TEXT PROVIDED:
The song, written by Glen Ballard and Siedah Garrett, shares the experience of looking around, seeing needs, and then making the commitment to bring change. The song speaks of hungry children, the homeless, and the heartbroken. It is a call to action.

Take a look at yourself and make the change
You gotta get it right, while you got the time
Cause when you close your heart
Then you close your mind.

I’m not trying to start a debate over Michael Jackson’s life or lifestyle. A little research reveals that he did, in fact, make some significant charitable contributions. Yet, our glimpse into his latter years showed an increasingly troubled man who surrounded himself with those who wanted to take from him. I wonder how differently things would have been had he chosen to spend time with those who truly needed his help.

PROBLEM 1: According to the passage about the song, who wrote the song?
PROBLEM 2: Repeat the stretch of the passage about the song from "I’m not trying" through "needed his help.".
PROBLEM 3:
Say whether each statement agrees with the passage about the song, and quote the words that decide it.
(a) The song mentions hungry children.
(b) The writer states that Michael Jackson made no charitable contributions.
(c) The writer intends to start a debate over Michael Jackson's lifestyle.

Referring expression data
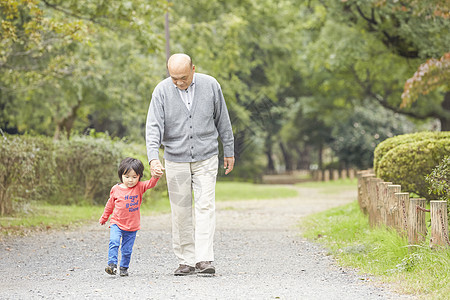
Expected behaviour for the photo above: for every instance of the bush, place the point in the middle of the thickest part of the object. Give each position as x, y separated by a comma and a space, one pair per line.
407, 164
385, 146
439, 181
23, 163
86, 168
79, 171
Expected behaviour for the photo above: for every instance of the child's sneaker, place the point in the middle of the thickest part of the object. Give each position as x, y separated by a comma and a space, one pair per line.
111, 269
123, 271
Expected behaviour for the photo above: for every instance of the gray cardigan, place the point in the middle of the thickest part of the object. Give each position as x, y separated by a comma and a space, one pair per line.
188, 136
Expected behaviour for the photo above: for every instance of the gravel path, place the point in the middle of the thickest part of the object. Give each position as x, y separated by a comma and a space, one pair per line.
259, 255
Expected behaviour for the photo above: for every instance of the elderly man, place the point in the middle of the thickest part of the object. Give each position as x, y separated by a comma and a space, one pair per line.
187, 114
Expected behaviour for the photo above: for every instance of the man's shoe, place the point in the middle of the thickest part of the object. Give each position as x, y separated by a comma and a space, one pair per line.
123, 271
111, 269
184, 270
205, 267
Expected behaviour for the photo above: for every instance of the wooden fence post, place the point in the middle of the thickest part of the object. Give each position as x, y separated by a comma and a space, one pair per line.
364, 192
373, 201
403, 209
417, 228
392, 207
359, 178
351, 174
439, 224
383, 187
334, 174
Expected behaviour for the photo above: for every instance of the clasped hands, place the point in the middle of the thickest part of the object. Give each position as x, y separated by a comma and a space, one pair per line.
157, 170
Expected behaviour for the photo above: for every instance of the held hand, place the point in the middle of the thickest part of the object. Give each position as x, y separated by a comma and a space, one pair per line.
228, 164
156, 168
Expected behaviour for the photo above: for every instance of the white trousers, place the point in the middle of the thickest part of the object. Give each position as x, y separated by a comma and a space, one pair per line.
192, 230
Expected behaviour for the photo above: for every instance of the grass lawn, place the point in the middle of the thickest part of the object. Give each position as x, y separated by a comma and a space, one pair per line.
43, 216
345, 232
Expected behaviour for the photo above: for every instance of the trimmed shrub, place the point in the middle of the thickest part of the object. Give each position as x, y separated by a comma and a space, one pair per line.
385, 146
408, 164
86, 169
79, 171
25, 166
439, 181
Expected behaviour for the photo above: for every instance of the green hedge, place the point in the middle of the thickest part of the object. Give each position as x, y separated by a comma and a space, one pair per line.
79, 171
411, 160
385, 146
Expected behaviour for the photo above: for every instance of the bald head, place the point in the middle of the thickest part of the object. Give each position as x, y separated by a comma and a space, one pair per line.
179, 60
181, 70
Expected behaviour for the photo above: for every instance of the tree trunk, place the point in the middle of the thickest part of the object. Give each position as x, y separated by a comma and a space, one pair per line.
270, 163
287, 157
320, 158
66, 123
445, 122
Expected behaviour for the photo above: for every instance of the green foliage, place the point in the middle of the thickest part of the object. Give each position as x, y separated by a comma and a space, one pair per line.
40, 216
356, 138
388, 144
24, 164
230, 191
79, 171
408, 162
85, 170
381, 252
439, 181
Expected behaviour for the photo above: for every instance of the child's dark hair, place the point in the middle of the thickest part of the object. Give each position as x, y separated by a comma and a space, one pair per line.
131, 164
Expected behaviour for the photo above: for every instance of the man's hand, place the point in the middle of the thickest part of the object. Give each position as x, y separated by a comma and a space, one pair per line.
228, 164
156, 168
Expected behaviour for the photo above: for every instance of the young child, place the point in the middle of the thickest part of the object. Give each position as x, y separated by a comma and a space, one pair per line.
124, 202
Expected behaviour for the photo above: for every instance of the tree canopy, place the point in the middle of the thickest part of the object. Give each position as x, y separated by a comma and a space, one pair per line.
297, 75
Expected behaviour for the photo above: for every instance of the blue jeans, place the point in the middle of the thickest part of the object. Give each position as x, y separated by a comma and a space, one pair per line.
128, 238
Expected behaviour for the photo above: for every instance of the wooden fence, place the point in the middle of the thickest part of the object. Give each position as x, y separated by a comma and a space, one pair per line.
385, 204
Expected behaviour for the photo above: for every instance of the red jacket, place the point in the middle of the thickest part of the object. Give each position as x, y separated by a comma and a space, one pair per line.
124, 204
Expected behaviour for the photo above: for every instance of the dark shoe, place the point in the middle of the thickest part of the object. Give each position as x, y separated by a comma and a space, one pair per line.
111, 269
123, 271
205, 267
184, 270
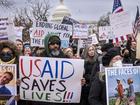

EXPECTED ANSWER 1: Glen Ballard and Siedah Garrett.

EXPECTED ANSWER 2:
I’m not trying to start a debate over Michael Jackson’s life or lifestyle. A little research reveals that he did, in fact, make some significant charitable contributions. Yet, our glimpse into his latter years showed an increasingly troubled man who surrounded himself with those who wanted to take from him. I wonder how differently things would have been had he chosen to spend time with those who truly needed his help.

EXPECTED ANSWER 3:
(a) Yes: "The song speaks of hungry children, the homeless, and the heartbroken."
(b) No: "A little research reveals that he did, in fact, make some significant charitable contributions."
(c) No: "I’m not trying to start a debate over Michael Jackson’s life or lifestyle."